===== Selected passage

Time-wise, this solution is not optimal: each tree is repeatedly traversed in a way that fits the sum 1 + 2 + 3 + ..., i.e., quadratically.
The samefringe problem, Take 2: trading time for space¶
The middle ground is to amortize both time and space by representing the fringe as a lazy list:
type 'a lazy_list =
| Nil
| Cons of 'a * 'a lazy_list Lazy.t;;
let makefringe_v2 t =
(* makefringe_v2 : 'a binary_tree -> 'a lazy_list *)
let rec flatten t a =
match t with
| Leaf n ->
Cons (n, a)
| Node (t1, t2) ->
flatten t1 (lazy (flatten t2 a))
in flatten t (lazy Nil);;
let samefringe_v4 t1 t2 =
let rec loop n1s n2s =
match n1s with
| Nil ->
(match n2s with
| Nil ->
true
| Cons (n2, n2s') ->
false)
| Cons (n1, n1s') ->
(match n2s with
| Nil ->
false
| Cons (n2, n2s') ->
n1 = n2 && loop (Lazy.force n1s') (Lazy.force n2s'))
in loop (makefringe_v2 t1) (makefringe_v2 t2);;
Rationale:
- the fringe is constructed on demand, and
- only if the two given trees have the same fringe, it is constructed in toto.
This OCaml function passes the unit test:
# test_samefringe_int rotate_binary_tree_randomly_v1 samefringe_v4;;
- : bool = true
#
Concretely, the two given trees are only traversed as long as the prefixes of their fringes are the same.

==========

| Requirements |
1. Transcribe everything in the records from the start down through the line containing "220), (255, 219)]]", keeping both ends.
2. Write the next part of the passage on the samefringe problem, picking up after its final sentence.

===== Dataset entries

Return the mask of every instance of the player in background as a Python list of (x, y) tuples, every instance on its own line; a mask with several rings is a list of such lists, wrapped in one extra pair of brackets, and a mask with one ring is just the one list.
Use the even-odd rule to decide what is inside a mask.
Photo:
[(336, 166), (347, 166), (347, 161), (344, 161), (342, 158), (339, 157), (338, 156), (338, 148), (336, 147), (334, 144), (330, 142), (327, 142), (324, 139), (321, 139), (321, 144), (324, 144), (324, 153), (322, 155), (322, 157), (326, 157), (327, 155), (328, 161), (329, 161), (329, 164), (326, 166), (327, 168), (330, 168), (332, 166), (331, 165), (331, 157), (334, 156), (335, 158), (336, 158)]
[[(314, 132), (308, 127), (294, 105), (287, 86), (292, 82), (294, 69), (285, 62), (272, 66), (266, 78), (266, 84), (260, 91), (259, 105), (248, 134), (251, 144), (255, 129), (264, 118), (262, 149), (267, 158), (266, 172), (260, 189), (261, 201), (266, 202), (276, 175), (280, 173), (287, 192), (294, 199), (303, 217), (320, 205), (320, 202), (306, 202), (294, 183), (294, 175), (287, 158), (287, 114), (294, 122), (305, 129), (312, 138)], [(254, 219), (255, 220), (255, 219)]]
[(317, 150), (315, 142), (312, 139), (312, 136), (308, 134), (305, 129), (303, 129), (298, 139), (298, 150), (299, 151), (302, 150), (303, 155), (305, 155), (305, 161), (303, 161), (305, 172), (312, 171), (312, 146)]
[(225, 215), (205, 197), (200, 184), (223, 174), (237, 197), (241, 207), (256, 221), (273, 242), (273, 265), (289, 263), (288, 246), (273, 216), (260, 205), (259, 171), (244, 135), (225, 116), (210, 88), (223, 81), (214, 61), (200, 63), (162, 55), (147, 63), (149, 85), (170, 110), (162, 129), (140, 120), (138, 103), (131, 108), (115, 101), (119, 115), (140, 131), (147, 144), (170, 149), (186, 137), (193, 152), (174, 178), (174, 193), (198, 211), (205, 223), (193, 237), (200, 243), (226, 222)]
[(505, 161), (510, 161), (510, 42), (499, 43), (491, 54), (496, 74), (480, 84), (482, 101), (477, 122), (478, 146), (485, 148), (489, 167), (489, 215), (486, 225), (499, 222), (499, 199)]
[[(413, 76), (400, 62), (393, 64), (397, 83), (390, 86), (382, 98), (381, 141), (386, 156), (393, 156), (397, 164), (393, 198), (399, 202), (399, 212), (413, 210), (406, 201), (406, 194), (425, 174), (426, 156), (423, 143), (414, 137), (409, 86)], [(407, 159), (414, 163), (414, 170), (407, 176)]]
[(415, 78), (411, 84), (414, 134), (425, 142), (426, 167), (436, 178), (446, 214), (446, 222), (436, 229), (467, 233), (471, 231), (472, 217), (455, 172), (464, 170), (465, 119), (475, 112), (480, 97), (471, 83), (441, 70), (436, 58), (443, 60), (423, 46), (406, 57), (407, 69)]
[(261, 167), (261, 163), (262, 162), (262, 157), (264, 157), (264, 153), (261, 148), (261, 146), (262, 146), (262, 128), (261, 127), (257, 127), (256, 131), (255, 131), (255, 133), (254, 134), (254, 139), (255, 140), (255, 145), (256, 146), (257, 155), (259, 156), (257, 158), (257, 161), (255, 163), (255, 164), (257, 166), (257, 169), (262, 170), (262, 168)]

==========

| The responses |
1.
Return the mask of every instance of the player in background as a Python list of (x, y) tuples, every instance on its own line; a mask with several rings is a list of such lists, wrapped in one extra pair of brackets, and a mask with one ring is just the one list.
Use the even-odd rule to decide what is inside a mask.
Photo:
[(336, 166), (347, 166), (347, 161), (344, 161), (342, 158), (339, 157), (338, 156), (338, 148), (336, 147), (334, 144), (330, 142), (327, 142), (324, 139), (321, 139), (321, 144), (324, 144), (324, 153), (322, 155), (322, 157), (326, 157), (327, 155), (328, 161), (329, 161), (329, 164), (326, 166), (327, 168), (330, 168), (332, 166), (331, 165), (331, 157), (334, 156), (335, 158), (336, 158)]
[[(314, 132), (308, 127), (294, 105), (287, 86), (292, 82), (294, 69), (285, 62), (272, 66), (266, 78), (266, 84), (260, 91), (259, 105), (248, 134), (251, 144), (255, 129), (264, 118), (262, 149), (267, 158), (266, 172), (260, 189), (261, 201), (266, 202), (276, 175), (280, 173), (287, 192), (294, 199), (303, 217), (320, 205), (320, 202), (306, 202), (294, 183), (294, 175), (287, 158), (287, 114), (294, 122), (305, 129), (312, 138)], [(254, 219), (255, 220), (255, 219)]]

2.
The accompanying file contains traced versions of samefringe_v4 and makefringe_v2:
- samefringe_v4 emits a trace for its initial call and for its final return as well as for each tail call to loop; and
- makefringe_v2 emits a trace for its initial call as well as an indented trace for each call to flatten. This indentation reflects the depth of the current subtree that is being flattened.
As such, these traced versions illustrate the asynchronous traversals of the two binary trees as they are incrementally flattened, interrupted as these traversals are by the next tail call to loop.
Let us illustrate the samefringe problem for the following two trees:
The first one is bushy:
Node (Node (Leaf 1, Leaf 2), Node (Leaf 3, Leaf 4))Pictorially:
Flattening this bushy tree with the traced version of makefringe_v0 found in the accompanying file that goes depth first and from left to right gives rise to the following trace:
# traced_makefringe_v0 show_int (Node (Node (Leaf 1, Leaf 2), Node (Leaf 3, Leaf 4)));; makefringe_v0 (Node (Node (Leaf 1, Leaf 2), Node (Leaf 3, Leaf 4))) -> flatten (Node (Node (Leaf 1, Leaf 2), Node (Leaf 3, Leaf 4))) ... -> flatten (Node (Leaf 1, Leaf 2)) ... -> flatten (Leaf 1) ... -> flatten (Leaf 2) ... -> flatten (Node (Leaf 3, Leaf 4)) ... -> flatten (Leaf 3) ... -> flatten (Leaf 4) ... -> - : int list = [1; 2; 3; 4] #Each indentation accounts for the nesting of each subtree and the corresponding calls to flatten.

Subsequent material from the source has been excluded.